■ Entries shown:
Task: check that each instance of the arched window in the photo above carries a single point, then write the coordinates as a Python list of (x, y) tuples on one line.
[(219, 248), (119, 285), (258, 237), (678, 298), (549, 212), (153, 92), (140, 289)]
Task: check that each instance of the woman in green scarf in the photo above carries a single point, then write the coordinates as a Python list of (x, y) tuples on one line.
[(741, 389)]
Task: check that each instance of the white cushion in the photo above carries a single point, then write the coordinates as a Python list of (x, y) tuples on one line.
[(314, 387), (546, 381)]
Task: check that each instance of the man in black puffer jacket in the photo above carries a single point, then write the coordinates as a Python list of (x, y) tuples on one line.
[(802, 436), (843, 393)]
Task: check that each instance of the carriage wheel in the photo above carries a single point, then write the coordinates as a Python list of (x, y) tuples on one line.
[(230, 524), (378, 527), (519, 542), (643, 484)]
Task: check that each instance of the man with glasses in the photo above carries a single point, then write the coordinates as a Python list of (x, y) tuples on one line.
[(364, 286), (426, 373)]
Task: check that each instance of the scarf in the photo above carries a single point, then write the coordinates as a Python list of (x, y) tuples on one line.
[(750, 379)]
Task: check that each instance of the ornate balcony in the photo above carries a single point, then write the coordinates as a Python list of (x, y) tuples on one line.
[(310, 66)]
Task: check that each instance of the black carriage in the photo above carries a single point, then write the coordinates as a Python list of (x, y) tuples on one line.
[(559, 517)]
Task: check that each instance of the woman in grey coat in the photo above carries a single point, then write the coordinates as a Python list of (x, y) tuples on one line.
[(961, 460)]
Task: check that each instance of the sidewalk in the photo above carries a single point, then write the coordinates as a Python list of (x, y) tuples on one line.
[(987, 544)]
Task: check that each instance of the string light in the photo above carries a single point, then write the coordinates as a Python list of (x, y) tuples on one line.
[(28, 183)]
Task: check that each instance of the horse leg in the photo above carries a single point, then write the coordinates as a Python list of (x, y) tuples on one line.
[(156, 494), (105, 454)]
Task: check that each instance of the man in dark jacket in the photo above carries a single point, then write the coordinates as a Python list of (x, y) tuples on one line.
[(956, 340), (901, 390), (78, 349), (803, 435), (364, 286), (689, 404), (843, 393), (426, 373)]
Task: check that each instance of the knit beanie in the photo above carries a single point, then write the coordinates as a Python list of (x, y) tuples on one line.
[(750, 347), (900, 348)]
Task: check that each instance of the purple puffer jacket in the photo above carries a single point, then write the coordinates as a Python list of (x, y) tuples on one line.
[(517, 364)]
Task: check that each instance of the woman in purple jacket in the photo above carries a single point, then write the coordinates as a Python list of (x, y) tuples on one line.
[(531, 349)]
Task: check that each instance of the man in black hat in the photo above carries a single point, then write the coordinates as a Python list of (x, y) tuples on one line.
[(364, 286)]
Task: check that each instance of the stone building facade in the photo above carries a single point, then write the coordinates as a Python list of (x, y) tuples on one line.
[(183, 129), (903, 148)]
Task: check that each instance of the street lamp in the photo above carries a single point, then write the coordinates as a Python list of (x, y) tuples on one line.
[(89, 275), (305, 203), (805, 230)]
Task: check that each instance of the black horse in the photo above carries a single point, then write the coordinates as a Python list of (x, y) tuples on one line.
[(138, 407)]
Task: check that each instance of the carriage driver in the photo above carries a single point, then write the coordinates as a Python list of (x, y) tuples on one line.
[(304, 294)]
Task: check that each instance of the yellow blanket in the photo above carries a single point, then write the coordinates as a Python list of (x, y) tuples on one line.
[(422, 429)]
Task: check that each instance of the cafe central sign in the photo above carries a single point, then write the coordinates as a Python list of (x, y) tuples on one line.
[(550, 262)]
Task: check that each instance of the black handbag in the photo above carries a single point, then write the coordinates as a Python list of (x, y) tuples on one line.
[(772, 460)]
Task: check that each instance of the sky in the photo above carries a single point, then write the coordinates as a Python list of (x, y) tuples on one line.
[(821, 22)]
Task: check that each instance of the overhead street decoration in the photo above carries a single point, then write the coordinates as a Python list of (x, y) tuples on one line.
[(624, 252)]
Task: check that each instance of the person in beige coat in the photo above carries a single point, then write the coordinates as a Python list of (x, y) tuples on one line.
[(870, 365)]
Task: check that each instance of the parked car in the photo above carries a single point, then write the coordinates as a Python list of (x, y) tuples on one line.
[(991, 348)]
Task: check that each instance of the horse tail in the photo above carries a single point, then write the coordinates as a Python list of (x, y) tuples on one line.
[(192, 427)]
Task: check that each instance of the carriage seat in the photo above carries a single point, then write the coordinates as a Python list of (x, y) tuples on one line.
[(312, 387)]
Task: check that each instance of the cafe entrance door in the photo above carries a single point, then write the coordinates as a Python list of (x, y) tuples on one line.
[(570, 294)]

--

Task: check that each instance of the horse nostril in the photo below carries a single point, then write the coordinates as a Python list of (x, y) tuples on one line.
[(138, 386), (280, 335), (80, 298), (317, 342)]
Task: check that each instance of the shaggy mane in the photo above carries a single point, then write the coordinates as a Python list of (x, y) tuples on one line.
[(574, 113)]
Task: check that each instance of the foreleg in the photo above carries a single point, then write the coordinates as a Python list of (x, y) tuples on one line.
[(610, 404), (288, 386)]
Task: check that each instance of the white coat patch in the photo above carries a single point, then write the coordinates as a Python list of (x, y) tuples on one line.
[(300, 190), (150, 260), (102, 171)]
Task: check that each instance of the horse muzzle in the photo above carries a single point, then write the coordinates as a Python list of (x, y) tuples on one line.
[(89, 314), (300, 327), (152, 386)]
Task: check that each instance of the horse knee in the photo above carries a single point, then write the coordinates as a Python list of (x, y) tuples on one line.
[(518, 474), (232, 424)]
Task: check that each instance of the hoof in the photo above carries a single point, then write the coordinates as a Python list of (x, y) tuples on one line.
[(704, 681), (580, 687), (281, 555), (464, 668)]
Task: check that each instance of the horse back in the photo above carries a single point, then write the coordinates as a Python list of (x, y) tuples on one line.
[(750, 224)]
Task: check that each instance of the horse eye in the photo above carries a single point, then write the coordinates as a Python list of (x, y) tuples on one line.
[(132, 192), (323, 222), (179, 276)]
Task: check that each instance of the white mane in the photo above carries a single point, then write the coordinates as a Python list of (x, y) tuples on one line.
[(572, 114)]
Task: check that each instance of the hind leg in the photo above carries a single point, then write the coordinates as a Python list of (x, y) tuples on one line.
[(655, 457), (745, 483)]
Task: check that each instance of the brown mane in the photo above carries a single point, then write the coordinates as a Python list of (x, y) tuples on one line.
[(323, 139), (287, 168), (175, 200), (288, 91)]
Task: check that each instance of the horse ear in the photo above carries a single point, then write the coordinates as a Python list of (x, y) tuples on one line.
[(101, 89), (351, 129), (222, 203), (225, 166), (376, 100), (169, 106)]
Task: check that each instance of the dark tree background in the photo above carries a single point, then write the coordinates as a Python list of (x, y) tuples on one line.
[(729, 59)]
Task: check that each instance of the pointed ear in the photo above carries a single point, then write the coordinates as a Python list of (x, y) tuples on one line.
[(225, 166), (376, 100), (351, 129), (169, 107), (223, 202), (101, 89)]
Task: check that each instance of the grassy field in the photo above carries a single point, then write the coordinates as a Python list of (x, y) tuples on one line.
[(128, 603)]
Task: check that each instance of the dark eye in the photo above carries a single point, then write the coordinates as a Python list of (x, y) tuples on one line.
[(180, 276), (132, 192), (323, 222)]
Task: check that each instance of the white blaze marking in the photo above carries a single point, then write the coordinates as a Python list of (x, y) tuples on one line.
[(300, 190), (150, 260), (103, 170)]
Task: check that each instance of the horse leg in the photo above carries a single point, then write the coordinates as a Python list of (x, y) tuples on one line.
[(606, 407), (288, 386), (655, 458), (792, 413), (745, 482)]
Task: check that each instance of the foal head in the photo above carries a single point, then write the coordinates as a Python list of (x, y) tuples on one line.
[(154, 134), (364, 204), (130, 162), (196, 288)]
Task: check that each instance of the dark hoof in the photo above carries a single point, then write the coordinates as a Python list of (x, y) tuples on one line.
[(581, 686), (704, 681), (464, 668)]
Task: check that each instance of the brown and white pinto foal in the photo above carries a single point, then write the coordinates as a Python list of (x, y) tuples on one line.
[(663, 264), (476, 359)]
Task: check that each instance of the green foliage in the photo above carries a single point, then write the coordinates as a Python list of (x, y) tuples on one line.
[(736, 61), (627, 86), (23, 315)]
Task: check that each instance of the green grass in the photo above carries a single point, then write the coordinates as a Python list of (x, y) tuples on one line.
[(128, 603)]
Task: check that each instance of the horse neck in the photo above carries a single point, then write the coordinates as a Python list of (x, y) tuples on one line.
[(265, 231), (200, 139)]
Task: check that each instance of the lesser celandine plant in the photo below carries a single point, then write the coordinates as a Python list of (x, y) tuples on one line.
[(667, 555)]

■ Goal of the exercise: Recast the listing above, from the line with "Task: check that each instance of the hind" to the line with "[(300, 190), (150, 260), (103, 170)]", as a Markdown table with the columns n and Line. Give each nonblank line its own row, numbered in order.

■ Solution:
| n | Line |
|---|---|
| 1 | Task: check that each instance of the hind leg in the photo above carries a single point, then write the coordinates as a Python list of (x, y) tuples on one line. |
| 2 | [(655, 457), (745, 483)] |
| 3 | Task: check that each instance of the brown mane in the photo above carries a single point, then write the coordinates as a Python list of (x, y) tuples on one line. |
| 4 | [(323, 139), (287, 168), (175, 200), (288, 91)] |
| 5 | Task: check that each instance of the horse ear in the photo above carries a single point, then write the coordinates as a Python list of (x, y) tuples on one line. |
| 6 | [(101, 89), (351, 129), (222, 203), (225, 166), (376, 100), (169, 106)] |
| 7 | Task: check that each instance of the dark tree background in the photo above carries a single point, then write the coordinates as a Python list of (x, y) tuples on one line. |
| 8 | [(729, 59)] |
| 9 | Task: check that each instance of the pointed ear in the photo above carries a single point, then write the coordinates as a Python list of (x, y) tuples on one line. |
| 10 | [(225, 166), (376, 100), (351, 129), (169, 107), (223, 202), (101, 89)] |
| 11 | Task: check that each instance of the grassy field in the photo above carries a single point, then write the coordinates as a Python list of (x, y) tuples on one line. |
| 12 | [(128, 603)] |
| 13 | Task: check that each instance of the dark eye in the photo above carries a single point, then write the coordinates as a Python list of (x, y) tuples on one line. |
| 14 | [(180, 276), (132, 192), (323, 222)] |
| 15 | Task: check that each instance of the white blaze marking in the photo above carries a single point, then write the coordinates as a Python list of (x, y) tuples on one line. |
| 16 | [(300, 190), (150, 260), (103, 170)] |